§ Material for this task

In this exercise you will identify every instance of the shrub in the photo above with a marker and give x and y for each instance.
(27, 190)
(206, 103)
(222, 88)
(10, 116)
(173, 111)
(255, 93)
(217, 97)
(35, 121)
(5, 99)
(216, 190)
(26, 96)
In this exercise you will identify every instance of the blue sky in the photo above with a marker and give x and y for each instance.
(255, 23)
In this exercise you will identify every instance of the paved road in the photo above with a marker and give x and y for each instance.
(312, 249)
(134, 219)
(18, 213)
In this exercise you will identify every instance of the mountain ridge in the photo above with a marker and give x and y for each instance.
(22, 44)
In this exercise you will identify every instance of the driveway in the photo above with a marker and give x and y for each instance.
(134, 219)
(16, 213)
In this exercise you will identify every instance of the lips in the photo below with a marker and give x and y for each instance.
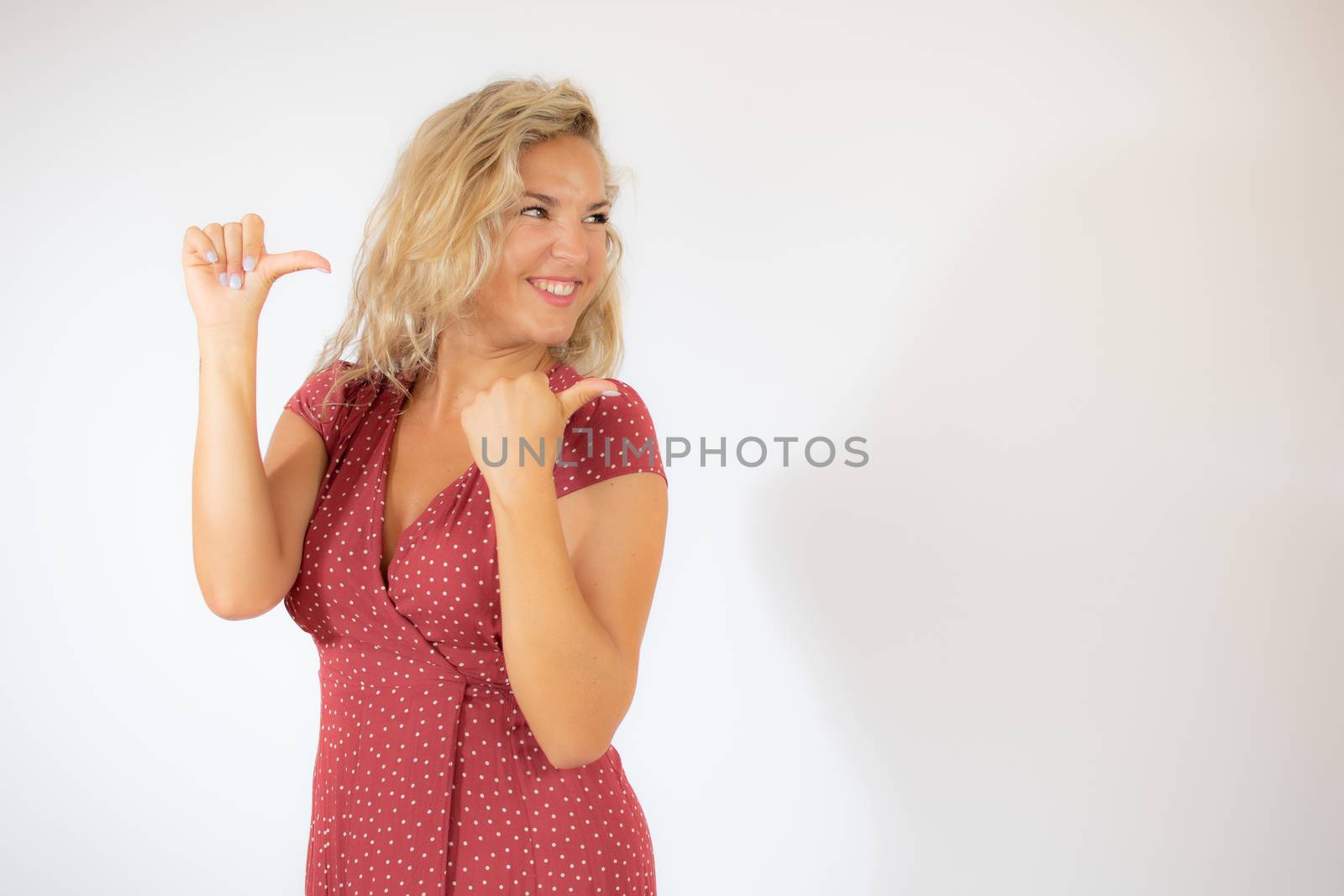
(551, 298)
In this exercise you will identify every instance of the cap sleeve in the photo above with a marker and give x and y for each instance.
(608, 437)
(326, 414)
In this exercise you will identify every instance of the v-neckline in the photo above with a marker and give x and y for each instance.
(385, 479)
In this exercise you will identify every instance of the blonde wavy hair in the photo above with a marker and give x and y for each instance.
(436, 235)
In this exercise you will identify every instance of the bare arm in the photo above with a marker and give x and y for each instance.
(249, 515)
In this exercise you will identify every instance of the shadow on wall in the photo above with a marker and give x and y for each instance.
(1039, 616)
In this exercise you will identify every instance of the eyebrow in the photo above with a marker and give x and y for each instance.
(550, 201)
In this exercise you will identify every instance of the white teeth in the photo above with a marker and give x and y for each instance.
(553, 286)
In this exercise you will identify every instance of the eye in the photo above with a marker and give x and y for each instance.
(602, 217)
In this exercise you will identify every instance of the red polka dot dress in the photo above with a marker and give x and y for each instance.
(428, 778)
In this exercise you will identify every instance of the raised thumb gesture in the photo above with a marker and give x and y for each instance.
(582, 392)
(228, 271)
(519, 409)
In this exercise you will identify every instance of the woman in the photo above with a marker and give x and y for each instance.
(477, 624)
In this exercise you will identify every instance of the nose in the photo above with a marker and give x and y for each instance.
(570, 244)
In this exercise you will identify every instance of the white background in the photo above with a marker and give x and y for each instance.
(1072, 269)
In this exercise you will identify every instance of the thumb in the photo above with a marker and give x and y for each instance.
(582, 392)
(272, 268)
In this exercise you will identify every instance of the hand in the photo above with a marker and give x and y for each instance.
(523, 407)
(218, 304)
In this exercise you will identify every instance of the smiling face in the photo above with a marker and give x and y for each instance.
(554, 246)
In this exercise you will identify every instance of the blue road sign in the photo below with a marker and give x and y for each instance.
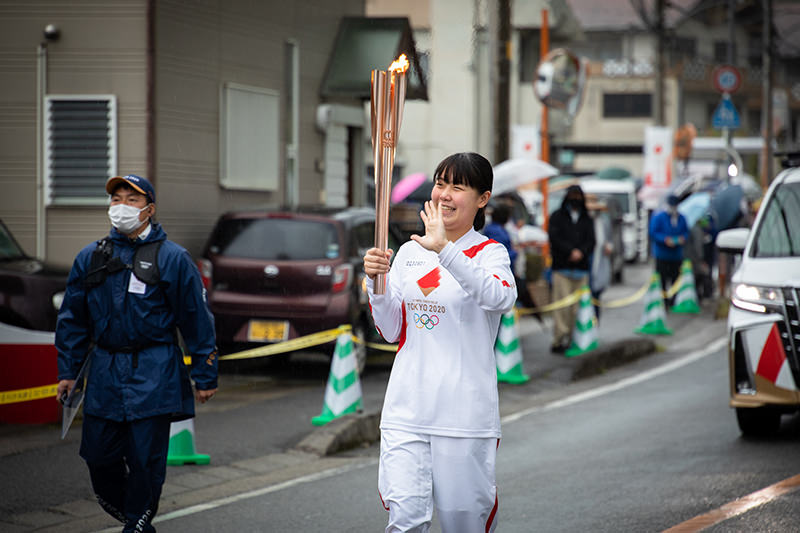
(725, 116)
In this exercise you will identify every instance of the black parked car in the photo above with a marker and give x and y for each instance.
(277, 275)
(30, 290)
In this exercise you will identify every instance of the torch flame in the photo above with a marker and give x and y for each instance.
(399, 65)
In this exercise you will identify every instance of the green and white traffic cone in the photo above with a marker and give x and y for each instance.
(343, 392)
(654, 316)
(686, 297)
(181, 445)
(508, 351)
(584, 334)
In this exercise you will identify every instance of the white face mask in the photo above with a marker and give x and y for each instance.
(125, 218)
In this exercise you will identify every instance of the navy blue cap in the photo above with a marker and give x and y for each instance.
(137, 183)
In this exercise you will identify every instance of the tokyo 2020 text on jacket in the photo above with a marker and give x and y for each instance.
(444, 310)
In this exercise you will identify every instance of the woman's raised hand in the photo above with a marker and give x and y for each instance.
(435, 237)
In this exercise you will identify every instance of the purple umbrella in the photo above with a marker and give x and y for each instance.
(406, 186)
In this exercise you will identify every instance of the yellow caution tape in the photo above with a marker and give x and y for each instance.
(28, 395)
(323, 337)
(376, 345)
(291, 345)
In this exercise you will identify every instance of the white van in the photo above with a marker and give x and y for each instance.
(623, 192)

§ Task objective
Starting at the line that contains "In this exercise you will identify every instance of the yellow", copy each line through the last line of the listing, and copy nothing else.

§ Exercise answer
In this exercise you will identify every instance of the yellow caution tape in the photo above with a marker and give x and y for each instance.
(28, 395)
(323, 337)
(376, 345)
(291, 345)
In this exercise you will identify every instance of the white van in the photo above with a marker and give x and y for each instance.
(623, 192)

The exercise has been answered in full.